### [Job]
Locate the line with "of the dirt" in the material. Copy that line and each one after it, through the last, exactly and with nothing else.

[Source data]
[Start]

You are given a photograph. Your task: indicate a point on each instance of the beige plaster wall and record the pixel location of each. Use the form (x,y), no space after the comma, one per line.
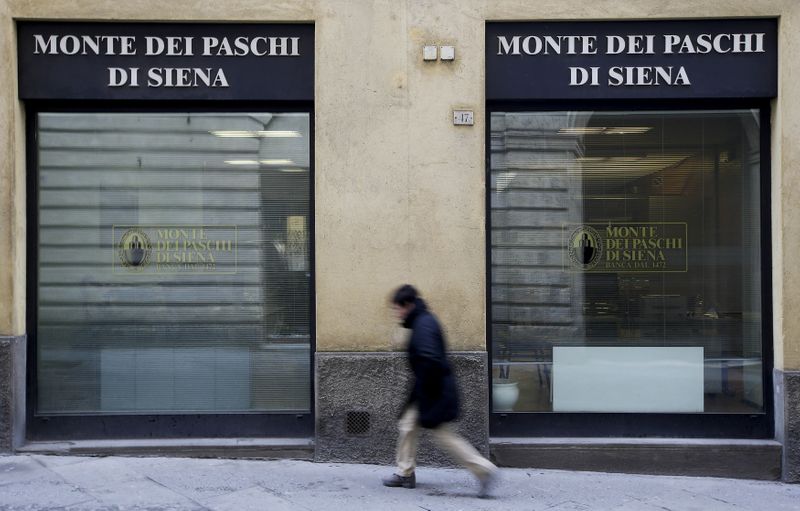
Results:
(399,189)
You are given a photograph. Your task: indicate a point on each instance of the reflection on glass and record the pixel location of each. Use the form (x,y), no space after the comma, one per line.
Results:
(626,230)
(173,263)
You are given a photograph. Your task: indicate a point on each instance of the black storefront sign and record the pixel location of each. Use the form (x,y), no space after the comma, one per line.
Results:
(632,60)
(154,61)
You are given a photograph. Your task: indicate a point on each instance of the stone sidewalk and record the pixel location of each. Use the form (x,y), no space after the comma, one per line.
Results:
(116,483)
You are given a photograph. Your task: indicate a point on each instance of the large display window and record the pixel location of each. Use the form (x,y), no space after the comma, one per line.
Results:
(173,272)
(626,269)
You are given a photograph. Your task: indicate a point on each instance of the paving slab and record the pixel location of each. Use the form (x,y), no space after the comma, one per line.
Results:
(38,482)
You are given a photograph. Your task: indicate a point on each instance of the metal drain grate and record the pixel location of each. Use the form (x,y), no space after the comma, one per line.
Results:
(357,423)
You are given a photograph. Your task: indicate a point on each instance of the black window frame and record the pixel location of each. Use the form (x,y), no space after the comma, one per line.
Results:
(42,427)
(636,425)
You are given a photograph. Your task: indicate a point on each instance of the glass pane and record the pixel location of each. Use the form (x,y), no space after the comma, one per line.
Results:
(625,262)
(173,271)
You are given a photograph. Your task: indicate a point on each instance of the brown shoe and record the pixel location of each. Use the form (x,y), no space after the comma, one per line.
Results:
(396,481)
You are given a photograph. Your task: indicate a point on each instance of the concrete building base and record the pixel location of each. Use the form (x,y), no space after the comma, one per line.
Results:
(360,396)
(787,422)
(257,448)
(12,392)
(744,459)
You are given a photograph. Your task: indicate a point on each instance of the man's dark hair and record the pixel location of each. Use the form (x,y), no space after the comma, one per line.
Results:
(404,295)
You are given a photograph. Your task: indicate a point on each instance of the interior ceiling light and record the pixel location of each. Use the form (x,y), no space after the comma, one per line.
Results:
(256,134)
(241,162)
(602,130)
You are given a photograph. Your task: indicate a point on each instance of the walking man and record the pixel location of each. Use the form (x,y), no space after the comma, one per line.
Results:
(433,402)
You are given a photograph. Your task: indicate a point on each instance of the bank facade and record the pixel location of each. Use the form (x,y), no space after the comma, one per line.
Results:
(204,213)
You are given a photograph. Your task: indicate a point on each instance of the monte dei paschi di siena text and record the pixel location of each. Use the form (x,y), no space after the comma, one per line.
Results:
(668,44)
(167,46)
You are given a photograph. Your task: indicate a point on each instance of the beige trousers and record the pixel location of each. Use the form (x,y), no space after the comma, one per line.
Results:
(445,437)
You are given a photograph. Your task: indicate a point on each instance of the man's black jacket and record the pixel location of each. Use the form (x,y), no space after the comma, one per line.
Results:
(434,391)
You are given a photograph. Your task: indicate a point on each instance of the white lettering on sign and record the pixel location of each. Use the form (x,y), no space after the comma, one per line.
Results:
(636,44)
(548,45)
(83,45)
(168,46)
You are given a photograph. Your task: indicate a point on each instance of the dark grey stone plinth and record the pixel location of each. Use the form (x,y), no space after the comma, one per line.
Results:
(12,392)
(787,422)
(377,384)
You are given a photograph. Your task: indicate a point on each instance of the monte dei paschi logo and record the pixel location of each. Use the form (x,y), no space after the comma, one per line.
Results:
(625,247)
(175,249)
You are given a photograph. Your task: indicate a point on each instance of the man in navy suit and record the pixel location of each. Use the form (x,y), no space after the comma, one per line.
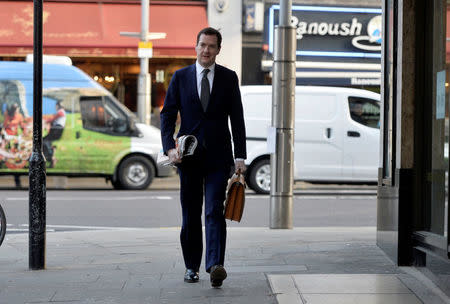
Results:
(206,95)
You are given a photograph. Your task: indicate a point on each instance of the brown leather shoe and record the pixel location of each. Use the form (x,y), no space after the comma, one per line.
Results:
(217,274)
(191,276)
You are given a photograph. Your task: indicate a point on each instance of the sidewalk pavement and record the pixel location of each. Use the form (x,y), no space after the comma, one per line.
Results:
(133,266)
(166,183)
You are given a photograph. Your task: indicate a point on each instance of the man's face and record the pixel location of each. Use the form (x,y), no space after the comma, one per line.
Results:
(207,50)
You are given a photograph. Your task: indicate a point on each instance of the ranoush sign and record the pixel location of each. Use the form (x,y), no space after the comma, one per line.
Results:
(332,31)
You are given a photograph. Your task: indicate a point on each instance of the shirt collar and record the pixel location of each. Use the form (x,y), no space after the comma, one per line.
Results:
(200,69)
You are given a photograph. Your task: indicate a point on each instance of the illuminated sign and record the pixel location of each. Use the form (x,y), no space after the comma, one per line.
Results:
(346,32)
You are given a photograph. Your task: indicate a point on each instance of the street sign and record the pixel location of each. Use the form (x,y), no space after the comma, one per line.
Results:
(145,49)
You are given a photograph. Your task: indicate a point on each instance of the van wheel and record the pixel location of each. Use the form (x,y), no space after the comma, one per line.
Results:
(135,173)
(259,177)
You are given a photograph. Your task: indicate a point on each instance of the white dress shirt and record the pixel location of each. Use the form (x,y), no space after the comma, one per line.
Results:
(199,69)
(210,77)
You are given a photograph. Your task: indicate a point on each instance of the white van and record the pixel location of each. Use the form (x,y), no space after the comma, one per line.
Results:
(336,134)
(87,131)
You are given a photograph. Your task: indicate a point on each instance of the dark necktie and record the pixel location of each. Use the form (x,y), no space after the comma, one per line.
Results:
(204,95)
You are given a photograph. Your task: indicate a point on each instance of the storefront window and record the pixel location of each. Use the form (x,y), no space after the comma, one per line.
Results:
(437,119)
(389,98)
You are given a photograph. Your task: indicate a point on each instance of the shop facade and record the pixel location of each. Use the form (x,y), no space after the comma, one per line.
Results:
(338,42)
(89,32)
(413,215)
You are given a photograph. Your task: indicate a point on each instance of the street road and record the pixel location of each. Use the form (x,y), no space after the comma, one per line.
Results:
(109,209)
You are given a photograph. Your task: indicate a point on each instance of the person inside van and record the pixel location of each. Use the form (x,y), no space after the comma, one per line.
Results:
(57,123)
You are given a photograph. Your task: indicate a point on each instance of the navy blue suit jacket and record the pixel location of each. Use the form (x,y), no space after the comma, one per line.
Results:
(210,127)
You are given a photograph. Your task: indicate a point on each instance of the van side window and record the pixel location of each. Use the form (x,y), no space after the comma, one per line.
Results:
(365,111)
(98,113)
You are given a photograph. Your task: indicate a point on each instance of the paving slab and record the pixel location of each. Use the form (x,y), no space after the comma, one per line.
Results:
(318,265)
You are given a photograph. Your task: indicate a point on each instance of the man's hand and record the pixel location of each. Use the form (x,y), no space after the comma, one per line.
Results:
(173,156)
(239,165)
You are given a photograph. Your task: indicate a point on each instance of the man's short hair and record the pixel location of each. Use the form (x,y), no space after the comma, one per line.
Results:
(210,31)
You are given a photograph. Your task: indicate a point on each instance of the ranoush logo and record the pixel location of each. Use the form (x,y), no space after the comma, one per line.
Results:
(369,42)
(374,36)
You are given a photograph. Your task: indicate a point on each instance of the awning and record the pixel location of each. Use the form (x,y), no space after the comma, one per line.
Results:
(93,29)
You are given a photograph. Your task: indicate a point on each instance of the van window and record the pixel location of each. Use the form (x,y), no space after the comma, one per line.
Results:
(365,111)
(256,106)
(98,113)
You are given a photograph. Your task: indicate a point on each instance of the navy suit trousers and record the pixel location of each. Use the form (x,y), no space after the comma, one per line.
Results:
(194,182)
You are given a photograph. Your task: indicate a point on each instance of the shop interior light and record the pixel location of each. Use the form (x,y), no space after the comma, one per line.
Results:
(109,78)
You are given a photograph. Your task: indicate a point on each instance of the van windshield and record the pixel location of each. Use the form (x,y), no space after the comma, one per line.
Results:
(365,111)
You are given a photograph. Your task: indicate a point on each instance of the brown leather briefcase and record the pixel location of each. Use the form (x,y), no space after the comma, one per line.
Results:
(235,200)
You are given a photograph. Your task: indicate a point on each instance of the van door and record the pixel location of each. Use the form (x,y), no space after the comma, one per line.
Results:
(318,137)
(362,136)
(102,133)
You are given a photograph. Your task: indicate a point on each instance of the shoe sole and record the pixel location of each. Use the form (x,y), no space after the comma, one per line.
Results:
(217,277)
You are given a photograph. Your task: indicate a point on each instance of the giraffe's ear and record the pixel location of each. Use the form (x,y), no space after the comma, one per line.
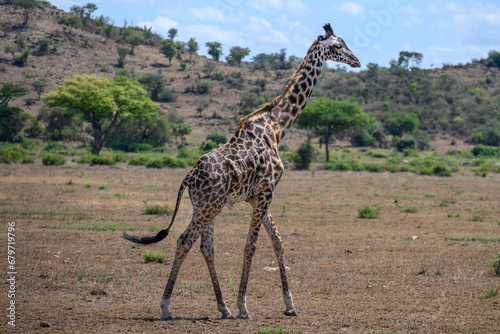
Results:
(328,30)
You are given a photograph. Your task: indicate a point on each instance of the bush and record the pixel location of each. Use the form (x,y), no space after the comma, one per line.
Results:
(303,157)
(203,86)
(22,59)
(139,160)
(485,151)
(406,142)
(11,155)
(53,159)
(496,265)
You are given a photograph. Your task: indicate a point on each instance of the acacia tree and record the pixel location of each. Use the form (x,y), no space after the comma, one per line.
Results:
(330,117)
(214,50)
(28,6)
(192,47)
(237,53)
(103,102)
(168,49)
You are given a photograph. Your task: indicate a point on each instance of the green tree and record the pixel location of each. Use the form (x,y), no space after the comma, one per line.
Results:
(39,86)
(10,48)
(330,117)
(192,47)
(154,83)
(237,53)
(407,58)
(172,32)
(61,123)
(167,47)
(103,102)
(214,50)
(181,130)
(72,21)
(28,6)
(122,54)
(493,59)
(12,119)
(135,40)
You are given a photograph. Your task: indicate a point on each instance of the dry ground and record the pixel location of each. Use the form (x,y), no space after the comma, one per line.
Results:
(347,275)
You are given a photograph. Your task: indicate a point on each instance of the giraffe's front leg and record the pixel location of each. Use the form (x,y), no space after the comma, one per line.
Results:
(207,249)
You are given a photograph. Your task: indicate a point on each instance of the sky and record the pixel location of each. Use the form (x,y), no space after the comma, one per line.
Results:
(445,32)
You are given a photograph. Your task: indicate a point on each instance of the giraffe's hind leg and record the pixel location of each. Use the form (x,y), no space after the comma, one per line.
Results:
(207,249)
(279,251)
(184,244)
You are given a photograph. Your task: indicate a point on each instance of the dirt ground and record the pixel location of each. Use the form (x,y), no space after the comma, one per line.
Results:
(403,272)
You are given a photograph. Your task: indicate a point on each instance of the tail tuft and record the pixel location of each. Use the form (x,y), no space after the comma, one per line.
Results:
(147,240)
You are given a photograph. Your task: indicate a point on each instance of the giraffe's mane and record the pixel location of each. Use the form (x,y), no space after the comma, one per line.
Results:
(285,90)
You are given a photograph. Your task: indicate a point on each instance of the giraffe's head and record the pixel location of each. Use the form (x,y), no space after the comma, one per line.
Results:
(336,49)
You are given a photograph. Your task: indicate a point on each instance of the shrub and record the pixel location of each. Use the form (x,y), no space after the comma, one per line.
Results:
(303,157)
(203,86)
(406,142)
(22,59)
(43,45)
(53,159)
(139,160)
(368,212)
(153,256)
(11,155)
(496,265)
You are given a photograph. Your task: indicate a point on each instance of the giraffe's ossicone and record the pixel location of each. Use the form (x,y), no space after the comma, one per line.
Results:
(247,168)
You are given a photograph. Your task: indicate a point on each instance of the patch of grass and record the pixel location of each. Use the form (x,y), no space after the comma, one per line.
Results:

[End]

### [Response below]
You are given a photograph. Your task: indicate a point on each instance of the dirt ground and record the pixel location of each. Use the form (x,y), no space after the comma, one per line.
Results:
(403,272)
You are given a photograph. Your task: indicate a point on each instance of the tail tuft and record the pixel location of each. Use the form (x,y), no space after the comma, one per line.
Results:
(147,240)
You are given a photograph. Your task: indicate a point on each instance of the giraffe's mane and record the pixel location of each. Use the form (x,y), no space after the comma, one per line.
Results:
(285,90)
You are given a photograph. Your task: indicate a point on each instance of the giraffe's head and record the pixel location of each. Use the form (x,y), no space after the comma, one per line.
Results:
(336,49)
You are given a photograph. Your task: indicate a point on each instance of the shrub and record the pixel location of each. Use the form (x,y), no space after the comma, one per line.
Results:
(303,157)
(203,86)
(406,142)
(22,59)
(43,45)
(53,159)
(139,160)
(368,212)
(153,256)
(11,155)
(496,265)
You are given a photograph. Your task: indicate a point on each instance of the giraffe's ossicone and record the pixel location of each. Use the form (x,y), no space after the comma, one per line.
Results:
(247,168)
You are given a photograph. Your task: indicate a point on each instance of the patch of grass and record the pixel location of each. Use the form (x,y), no space after the comma, one per line.
Results:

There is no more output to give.